Saved data entries

---------------

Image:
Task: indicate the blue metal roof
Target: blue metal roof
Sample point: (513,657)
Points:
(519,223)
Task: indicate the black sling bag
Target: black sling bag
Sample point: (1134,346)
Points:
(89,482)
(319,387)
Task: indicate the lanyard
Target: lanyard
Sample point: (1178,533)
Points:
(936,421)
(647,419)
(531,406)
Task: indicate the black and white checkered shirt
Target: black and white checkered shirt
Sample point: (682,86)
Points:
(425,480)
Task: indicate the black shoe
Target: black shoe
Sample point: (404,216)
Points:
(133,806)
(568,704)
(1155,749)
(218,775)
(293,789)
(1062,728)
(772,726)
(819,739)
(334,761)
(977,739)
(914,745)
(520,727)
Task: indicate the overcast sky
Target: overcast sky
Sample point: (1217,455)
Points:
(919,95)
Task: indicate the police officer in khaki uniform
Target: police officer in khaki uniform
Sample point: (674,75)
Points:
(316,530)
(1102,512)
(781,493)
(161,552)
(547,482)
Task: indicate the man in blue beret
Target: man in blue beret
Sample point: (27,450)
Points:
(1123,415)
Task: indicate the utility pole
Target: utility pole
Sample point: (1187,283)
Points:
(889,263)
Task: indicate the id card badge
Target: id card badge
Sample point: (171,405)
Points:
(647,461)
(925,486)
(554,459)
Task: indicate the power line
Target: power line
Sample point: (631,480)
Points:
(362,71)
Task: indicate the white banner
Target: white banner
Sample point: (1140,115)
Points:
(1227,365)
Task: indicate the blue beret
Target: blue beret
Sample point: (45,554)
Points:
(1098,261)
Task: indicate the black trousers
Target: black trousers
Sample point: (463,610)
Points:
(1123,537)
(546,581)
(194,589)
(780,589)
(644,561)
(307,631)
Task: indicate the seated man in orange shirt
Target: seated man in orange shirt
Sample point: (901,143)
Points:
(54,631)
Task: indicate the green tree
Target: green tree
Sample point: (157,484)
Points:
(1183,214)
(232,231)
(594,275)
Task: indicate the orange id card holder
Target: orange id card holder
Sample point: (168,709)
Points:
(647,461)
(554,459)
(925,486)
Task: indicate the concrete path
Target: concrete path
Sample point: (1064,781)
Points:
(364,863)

---------------

OBJECTIVE
Could you reproduce the listing starting at the line "Task: indicate the power line" and ending at the end of the listing, shifting each answer coordinate by adding 20 to both numbers? Every other line, sample points included, should stay unchanged.

RESPONSE
Task: indicate the power line
Target: power line
Sample point: (631,480)
Points:
(382,91)
Task: indicate the white banner
Target: white banner
Sample point: (1140,115)
Points:
(1247,385)
Task: indicate the blue beret
Target: blue beret
Sample point: (45,554)
Points:
(1118,281)
Task: indicate the black trousers
Target: black trousers
Sample point: (463,610)
Points:
(1143,557)
(566,601)
(214,609)
(800,609)
(664,581)
(327,651)
Task: indicate the seated man in orange shirt
Target: seated man in orange shirt
Sample point: (901,143)
Points:
(74,651)
Task: indicate the green tree
Target: green tree
Sample point: (157,484)
Points:
(1203,234)
(252,251)
(614,295)
Task: indicate the orange id card holder
Target: orange id card holder
Sample point: (168,709)
Points:
(667,481)
(574,479)
(945,506)
Task: indicate the concrete path
Target: concrete path
Sample point: (1064,781)
Points:
(384,883)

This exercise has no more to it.